• _Задания к упражнению_:
(a) Дословно воспроизведите часть отрывка о Майданеке: всё, начиная с «Жизнь и смерть.» и вплоть до «слышал ни слова.».
(b) Перечислите в порядке первого упоминания все названия лагерей, которые встречаются в отрывке о Майданеке. Каждое название дайте в именительном падеже, в том написании, которое использует текст.

• _Отрывок для чтения_:
☆ ☆ ☆ ☆
Жизнь и смерть. Лицом к лицу
Материал любезно предоставлен Tablet
Я с детства привык, что в нашей семье есть тайны; в основном эти тайны касались Холокоста. И даже если кто‑нибудь из старшего поколения и упоминал нехотя про Аушвиц и восстание в Варшавском гетто, Майданек оставался для моих бабушки и дедушки запретной темой. Родители моего отца — выжившие узники двух концлагерей, и один из них — Майданек. Но, в отличие от Аушвица (второй лагерь, где их держали в заточении) и Треблинки (концлагерь, где ушли в небо дымом 8000 их соседей), о Майданеке им страшно было даже вспоминать. И пока я был маленький, об этом концлагере я не слышал ни слова.
Когда, уже повзрослев, я побывал в польском городе — на родине моих предков, доказав тем самым (надеюсь), что готов услышать их истории, бабушка решилась рассказать. Оба они — бабушка в ходе наших бесед, которые я записывал на диктофон, а дедушка — на видеозаписи для Фонда Шоа , сделанной за несколько лет до его смерти, — называли Майданек самым страшным концлагерем. Именно там нацисты заставляли евреев выполнять бессмысленную и мучительную работу. Бабушка с дедушкой вспоминали, как заключенные выкапывали и перетаскивали валуны с одной стороны лагеря, чтобы на следующий день сложить их на другой стороне. Бабушка говорила, что немцы вынуждали женщин использовать эти ямы как отхожее место, и нацисты со сторожевых вышек стреляли по ним как по живым мишеням с тем, чтобы они свалились в зловонную жижу. В Освенциме для отвода глаз был в ходу лживый лозунг — «труд делает свободным», но в Майданеке, по словам дедушки, труд не гарантировал вам ровно ничего.
☆ ☆ ☆ ☆
• _Исходные записи_:
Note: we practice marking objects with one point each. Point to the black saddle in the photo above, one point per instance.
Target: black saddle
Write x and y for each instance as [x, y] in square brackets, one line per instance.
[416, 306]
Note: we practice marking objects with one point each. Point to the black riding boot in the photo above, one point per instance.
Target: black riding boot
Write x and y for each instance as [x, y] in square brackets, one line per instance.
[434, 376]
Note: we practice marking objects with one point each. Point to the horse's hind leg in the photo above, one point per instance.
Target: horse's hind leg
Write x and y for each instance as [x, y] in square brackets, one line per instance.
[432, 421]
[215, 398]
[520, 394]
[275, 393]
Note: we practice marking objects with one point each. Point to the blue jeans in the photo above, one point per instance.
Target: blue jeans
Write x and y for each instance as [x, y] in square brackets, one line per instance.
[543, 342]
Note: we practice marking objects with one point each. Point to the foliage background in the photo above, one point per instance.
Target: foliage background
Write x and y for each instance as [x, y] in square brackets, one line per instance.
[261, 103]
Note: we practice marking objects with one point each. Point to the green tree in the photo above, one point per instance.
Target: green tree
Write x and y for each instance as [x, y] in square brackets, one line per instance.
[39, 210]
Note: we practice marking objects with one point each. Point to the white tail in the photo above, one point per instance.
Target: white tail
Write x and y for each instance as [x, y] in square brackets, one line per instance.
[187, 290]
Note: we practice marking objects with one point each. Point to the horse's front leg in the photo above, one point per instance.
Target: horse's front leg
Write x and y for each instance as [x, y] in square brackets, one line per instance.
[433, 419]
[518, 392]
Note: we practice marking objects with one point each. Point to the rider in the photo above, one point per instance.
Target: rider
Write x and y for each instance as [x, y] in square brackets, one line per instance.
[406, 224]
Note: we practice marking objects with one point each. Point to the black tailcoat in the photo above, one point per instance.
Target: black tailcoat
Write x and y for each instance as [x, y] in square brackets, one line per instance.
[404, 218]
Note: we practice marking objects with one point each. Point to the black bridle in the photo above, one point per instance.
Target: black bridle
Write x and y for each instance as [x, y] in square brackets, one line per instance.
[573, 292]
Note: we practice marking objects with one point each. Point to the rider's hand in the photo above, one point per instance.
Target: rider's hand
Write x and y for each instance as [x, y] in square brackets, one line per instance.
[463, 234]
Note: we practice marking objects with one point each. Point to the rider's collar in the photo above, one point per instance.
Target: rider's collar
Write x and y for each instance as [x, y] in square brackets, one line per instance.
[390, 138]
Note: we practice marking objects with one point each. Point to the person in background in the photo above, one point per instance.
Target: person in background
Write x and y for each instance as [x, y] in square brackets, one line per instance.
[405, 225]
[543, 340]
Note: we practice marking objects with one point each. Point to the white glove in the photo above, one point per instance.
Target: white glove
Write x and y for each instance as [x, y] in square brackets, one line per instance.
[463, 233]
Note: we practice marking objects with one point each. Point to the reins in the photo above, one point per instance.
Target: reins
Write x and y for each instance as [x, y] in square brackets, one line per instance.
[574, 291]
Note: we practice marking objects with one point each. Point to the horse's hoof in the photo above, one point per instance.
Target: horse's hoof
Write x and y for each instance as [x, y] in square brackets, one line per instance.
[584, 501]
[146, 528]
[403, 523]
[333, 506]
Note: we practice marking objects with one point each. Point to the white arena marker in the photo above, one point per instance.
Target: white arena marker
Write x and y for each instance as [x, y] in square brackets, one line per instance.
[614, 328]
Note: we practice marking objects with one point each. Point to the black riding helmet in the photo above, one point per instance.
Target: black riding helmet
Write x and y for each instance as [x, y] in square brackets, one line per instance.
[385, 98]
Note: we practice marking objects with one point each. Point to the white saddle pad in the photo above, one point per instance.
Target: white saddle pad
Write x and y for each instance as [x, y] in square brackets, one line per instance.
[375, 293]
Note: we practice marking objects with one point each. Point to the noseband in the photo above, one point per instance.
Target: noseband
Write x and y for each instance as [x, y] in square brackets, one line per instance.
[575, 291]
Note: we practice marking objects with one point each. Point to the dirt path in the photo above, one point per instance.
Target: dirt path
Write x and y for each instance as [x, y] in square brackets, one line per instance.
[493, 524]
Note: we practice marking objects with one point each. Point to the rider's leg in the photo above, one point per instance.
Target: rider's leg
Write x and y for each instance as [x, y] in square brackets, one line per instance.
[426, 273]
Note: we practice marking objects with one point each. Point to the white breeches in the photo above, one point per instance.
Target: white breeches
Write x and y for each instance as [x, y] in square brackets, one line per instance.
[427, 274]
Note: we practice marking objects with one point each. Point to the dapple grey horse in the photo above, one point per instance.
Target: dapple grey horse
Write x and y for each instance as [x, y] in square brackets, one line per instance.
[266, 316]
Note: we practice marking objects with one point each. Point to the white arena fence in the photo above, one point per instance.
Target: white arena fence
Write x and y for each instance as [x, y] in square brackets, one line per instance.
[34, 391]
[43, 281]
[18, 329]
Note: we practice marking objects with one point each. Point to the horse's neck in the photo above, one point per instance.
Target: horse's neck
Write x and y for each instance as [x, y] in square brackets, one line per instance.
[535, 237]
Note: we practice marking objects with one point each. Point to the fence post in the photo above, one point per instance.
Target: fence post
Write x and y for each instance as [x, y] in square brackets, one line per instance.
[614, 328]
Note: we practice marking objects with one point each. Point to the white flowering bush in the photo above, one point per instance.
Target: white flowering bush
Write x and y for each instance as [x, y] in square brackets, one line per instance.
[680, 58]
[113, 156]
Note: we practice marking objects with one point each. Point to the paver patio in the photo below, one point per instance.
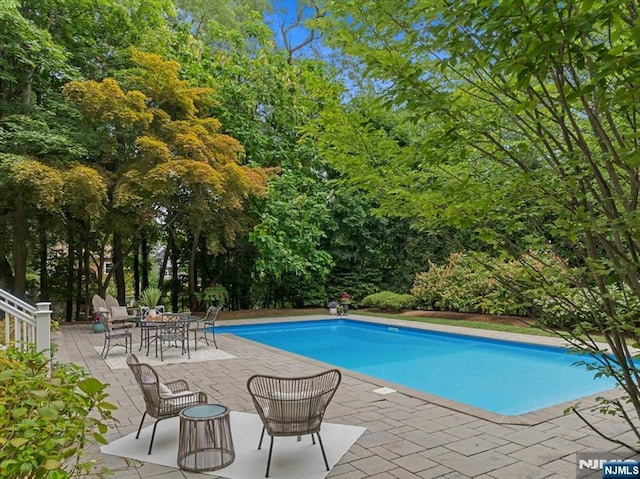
☆ ☆ ☆ ☆
• _Ответы по заданиям_:
(a)
Жизнь и смерть. Лицом к лицу
Материал любезно предоставлен Tablet
Я с детства привык, что в нашей семье есть тайны; в основном эти тайны касались Холокоста. И даже если кто‑нибудь из старшего поколения и упоминал нехотя про Аушвиц и восстание в Варшавском гетто, Майданек оставался для моих бабушки и дедушки запретной темой. Родители моего отца — выжившие узники двух концлагерей, и один из них — Майданек. Но, в отличие от Аушвица (второй лагерь, где их держали в заточении) и Треблинки (концлагерь, где ушли в небо дымом 8000 их соседей), о Майданеке им страшно было даже вспоминать. И пока я был маленький, об этом концлагере я не слышал ни слова.

(b) Аушвиц, Майданек, Треблинка, Освенцим